Provided text:
=== Begin Enclosure ===
= Marshall Schlom =

Marshall Ivan Schlom (March 3, 1928 – January 21, 2015) was an American script supervisor who worked on many popular Hollywood films and television series in a career spanning four decades. He was also a member of the Academy of Motion Picture Arts and Sciences foreign film committee for almost the same amount of time. He was most noted for his work on Alfred Hitchcock's Psycho, Barry Levinson's Rain Man, and his multiple collaborations with such filmmakers as Stanley Kramer, Mike Nichols, and Arthur Penn.

== Biography ==
Schlom was born on March 3, 1928, in Los Angeles, California. His father was Herman Schlom, a Latvian immigrant who became a producer at RKO Pictures. The younger Schlom attended college at University of California, Berkeley, and graduated from UCLA. Upon graduating, he sought to join his father at RKO. Because studio chief Howard Hughes would not permit relatives of employees to be hired, Schlom submitted his résumé under the name of Michael Scott and landed a job. He worked in an uncredited capacity during his time at RKO.

In late 1959, Schlom was hired by Alfred Hitchcock to serve as the director's script supervisor on his legendary horror film, Psycho. Schlom was then recruited by Stanley Kramer to be script supervisor on the Academy Award-winning Judgment at Nuremberg. Schlom worked with Kramer on nearly all of the latter's subsequent films over the next 15 years, including It's a Mad, Mad, Mad, Mad World, Ship of Fools, Guess Who's Coming to Dinner, The Secret of Santa Vittoria, Bless the Beasts and Children, Oklahoma Crude, and The Domino Principle.
=== End Enclosure ===
Records shown:
=== Begin Enclosure ===
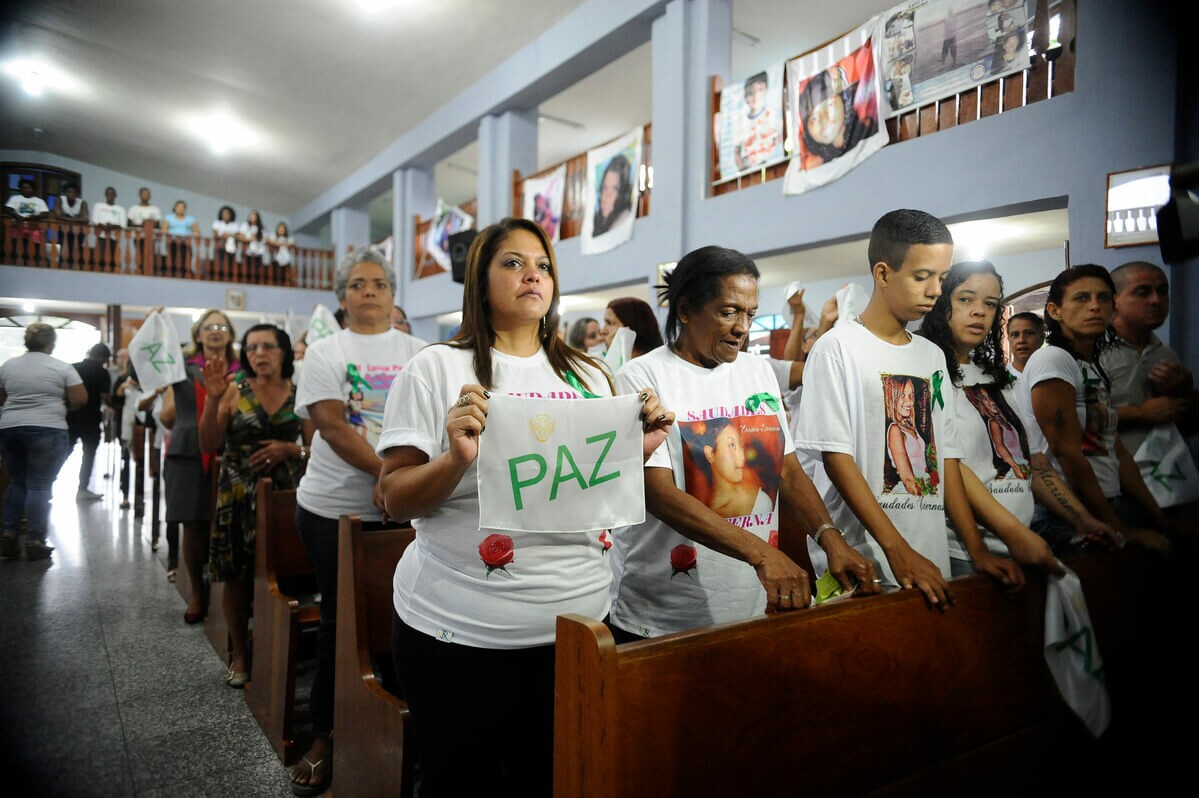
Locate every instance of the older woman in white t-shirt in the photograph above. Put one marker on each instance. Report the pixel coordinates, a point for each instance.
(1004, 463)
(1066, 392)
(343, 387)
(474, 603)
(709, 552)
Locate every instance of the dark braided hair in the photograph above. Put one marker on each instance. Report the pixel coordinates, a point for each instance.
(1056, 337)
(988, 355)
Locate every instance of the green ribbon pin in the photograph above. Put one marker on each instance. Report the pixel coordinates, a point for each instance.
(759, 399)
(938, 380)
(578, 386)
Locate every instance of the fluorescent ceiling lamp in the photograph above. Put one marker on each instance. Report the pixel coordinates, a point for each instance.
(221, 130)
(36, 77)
=== End Enclosure ===
=== Begin Enclosure ===
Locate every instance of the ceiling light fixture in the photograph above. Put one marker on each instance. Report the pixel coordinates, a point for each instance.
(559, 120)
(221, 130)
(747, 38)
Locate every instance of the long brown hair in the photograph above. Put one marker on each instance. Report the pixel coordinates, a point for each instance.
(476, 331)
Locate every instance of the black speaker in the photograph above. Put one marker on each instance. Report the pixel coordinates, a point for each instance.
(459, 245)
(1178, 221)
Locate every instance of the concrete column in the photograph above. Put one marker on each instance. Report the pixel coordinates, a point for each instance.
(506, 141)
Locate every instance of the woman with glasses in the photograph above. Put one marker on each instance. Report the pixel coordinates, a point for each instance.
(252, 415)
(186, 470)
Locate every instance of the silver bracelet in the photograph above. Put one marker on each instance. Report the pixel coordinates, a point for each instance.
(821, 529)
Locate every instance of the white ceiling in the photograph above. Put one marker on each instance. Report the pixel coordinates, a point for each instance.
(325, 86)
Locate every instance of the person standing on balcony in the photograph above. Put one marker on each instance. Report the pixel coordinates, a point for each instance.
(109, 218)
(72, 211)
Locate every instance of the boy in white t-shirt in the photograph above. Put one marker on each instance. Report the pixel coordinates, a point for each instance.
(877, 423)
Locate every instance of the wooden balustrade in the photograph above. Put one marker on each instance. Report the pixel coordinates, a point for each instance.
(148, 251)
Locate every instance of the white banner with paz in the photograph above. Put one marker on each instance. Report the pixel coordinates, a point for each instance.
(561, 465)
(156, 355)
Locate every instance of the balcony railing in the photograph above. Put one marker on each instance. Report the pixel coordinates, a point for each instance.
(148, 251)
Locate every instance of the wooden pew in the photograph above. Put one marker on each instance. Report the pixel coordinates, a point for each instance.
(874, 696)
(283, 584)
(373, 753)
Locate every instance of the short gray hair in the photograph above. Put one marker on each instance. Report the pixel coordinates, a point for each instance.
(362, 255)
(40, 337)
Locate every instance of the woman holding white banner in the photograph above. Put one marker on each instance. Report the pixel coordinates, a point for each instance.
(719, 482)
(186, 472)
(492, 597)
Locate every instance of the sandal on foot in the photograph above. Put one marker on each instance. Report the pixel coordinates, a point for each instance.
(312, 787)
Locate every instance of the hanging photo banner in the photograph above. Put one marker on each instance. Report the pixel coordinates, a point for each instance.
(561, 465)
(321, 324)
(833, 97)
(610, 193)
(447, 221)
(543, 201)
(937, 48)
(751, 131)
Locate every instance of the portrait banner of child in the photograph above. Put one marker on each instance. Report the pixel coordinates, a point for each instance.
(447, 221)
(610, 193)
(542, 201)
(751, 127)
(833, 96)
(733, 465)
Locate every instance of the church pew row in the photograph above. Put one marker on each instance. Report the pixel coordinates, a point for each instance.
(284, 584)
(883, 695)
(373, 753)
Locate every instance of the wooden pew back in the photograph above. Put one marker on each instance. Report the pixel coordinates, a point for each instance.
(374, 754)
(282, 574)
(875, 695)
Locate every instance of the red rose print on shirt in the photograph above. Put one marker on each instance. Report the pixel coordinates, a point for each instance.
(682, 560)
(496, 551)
=== End Enclosure ===
Activity A: In the Marshall Schlom biography, what name did Schlom put on his résumé to get hired at RKO?
Activity B: Extend the Marshall Schlom biography, picking up after its final sentence about his films with Stanley Kramer.

Task answer A: Michael Scott

Task answer B:
Schlom was the script supervisor on William Wyler's Funny Girl and was later recruited by Herbert Ross to work on that film's sequel, Funny Lady. Schlom again collaborated with Ross on The Sunshine Boys and California Suite. He also worked with director Richard Brooks on three films: The Happy Ending, $, and Looking for Mr. Goodbar. Director Michael Ritchie recruited Schlom for numerous films as well, namely The Bad News Bears, The Island, The Golden Child, Wildcats, and Fletch.

In addition, Schlom worked on two films each with Arthur Penn (The Chase and Night Moves), John Huston (Fat City and Annie), Franklin J. Schaffner (Papillon and Islands in the Stream), James Bridges (The China Syndrome and Mike's Murder), Colin Higgins (9 to 5 and The Best Little Whorehouse in Texas), Mike Nichols (Silkwood and Postcards from the Edge), and Mel Brooks (Robin Hood: Men in Tights and Dracula: Dead and Loving It). His many other films include Peter Bogdanovich's The Last Picture Show, Elaine May's Mikey and Nicky, Mark Rydell's On Golden Pond, Barry Levinson's Rain Man, and John Hughes' Uncle Buck.

Schlom retired in 1995. He died on January 21, 2015, due to complications from a fall at the Motion Picture & Television Country House and Hospital in Woodland Hills, Los Angeles. He was 86.